Document text:
- - - -

I always want to know what motivates an author to write a book. Advanced Australia is not original research, though it is data-driven. There is much here that those interested in ageing policy will know already. Mark Butler has been the Labor member for Port Adelaide since 2007, and was minister for mental health and ageing in the Gillard government, a post he specifically requested. I am guessing that in writing Advanced Australia he wanted to reflect on and consolidate all that he had learned as the minister for ageing, to pass it on to other holders of that office, influence policy and lawmakers, and leave his own legacy in the field.
Mark Butler (photograph by Alexina Duel, via Wikimedia Commons)Butler's influence on policy will be severely restricted by the fact that he is still a politician, and even more so, a Labor one. No one in the current federal government is going to pay attention to a book that takes many opportunities to slag off the Howard and Abbott governments, and heaps praise on the Hawke, Rudd, and Gillard governments. Advance Australia is too party-political to influence conservative politicians.

- - - -

Set problem a:
Quote the book review word for word, between "Mark Butler (photograph" and "influence conservative politicians.", inclusive.

Dataset:
- - - -

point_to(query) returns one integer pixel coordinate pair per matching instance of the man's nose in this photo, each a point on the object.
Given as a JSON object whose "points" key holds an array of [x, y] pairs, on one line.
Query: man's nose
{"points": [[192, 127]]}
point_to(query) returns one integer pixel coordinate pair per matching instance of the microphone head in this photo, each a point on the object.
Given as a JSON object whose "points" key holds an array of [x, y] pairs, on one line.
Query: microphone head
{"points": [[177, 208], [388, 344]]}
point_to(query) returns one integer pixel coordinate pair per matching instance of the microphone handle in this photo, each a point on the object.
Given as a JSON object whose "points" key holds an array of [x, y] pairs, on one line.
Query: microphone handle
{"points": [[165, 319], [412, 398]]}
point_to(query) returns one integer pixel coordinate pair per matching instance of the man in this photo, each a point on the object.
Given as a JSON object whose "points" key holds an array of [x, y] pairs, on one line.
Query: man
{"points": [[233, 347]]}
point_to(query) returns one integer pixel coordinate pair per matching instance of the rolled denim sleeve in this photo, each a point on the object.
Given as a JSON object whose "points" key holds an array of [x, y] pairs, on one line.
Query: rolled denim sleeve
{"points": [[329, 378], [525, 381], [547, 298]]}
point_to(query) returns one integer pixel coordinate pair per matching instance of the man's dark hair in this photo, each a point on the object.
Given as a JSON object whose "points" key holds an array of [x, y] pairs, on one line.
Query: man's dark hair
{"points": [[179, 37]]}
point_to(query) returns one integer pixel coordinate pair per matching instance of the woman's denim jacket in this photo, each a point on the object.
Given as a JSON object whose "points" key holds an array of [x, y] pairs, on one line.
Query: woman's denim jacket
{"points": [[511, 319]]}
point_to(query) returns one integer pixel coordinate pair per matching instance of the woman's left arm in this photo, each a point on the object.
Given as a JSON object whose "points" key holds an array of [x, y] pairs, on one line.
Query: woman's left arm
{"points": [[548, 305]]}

- - - -

Set problem b:
Lay out the lines of the listing, from the line holding "the woman's denim" through the last line of the listing, inclusive, as a Markdown table with the columns Row and Line. Leave out any blank lines.

Complete answer a:
Mark Butler (photograph by Alexina Duel, via Wikimedia Commons)Butler's influence on policy will be severely restricted by the fact that he is still a politician, and even more so, a Labor one. No one in the current federal government is going to pay attention to a book that takes many opportunities to slag off the Howard and Abbott governments, and heaps praise on the Hawke, Rudd, and Gillard governments. Advance Australia is too party-political to influence conservative politicians.

Complete answer b:
| Row | Line |
|---|---|
| 1 | point_to(query) returns one integer pixel coordinate pair per matching instance of the woman's denim jacket in this photo, each a point on the object. |
| 2 | Given as a JSON object whose "points" key holds an array of [x, y] pairs, on one line. |
| 3 | Query: woman's denim jacket |
| 4 | {"points": [[511, 319]]} |
| 5 | point_to(query) returns one integer pixel coordinate pair per matching instance of the woman's left arm in this photo, each a point on the object. |
| 6 | Given as a JSON object whose "points" key holds an array of [x, y] pairs, on one line. |
| 7 | Query: woman's left arm |
| 8 | {"points": [[548, 305]]} |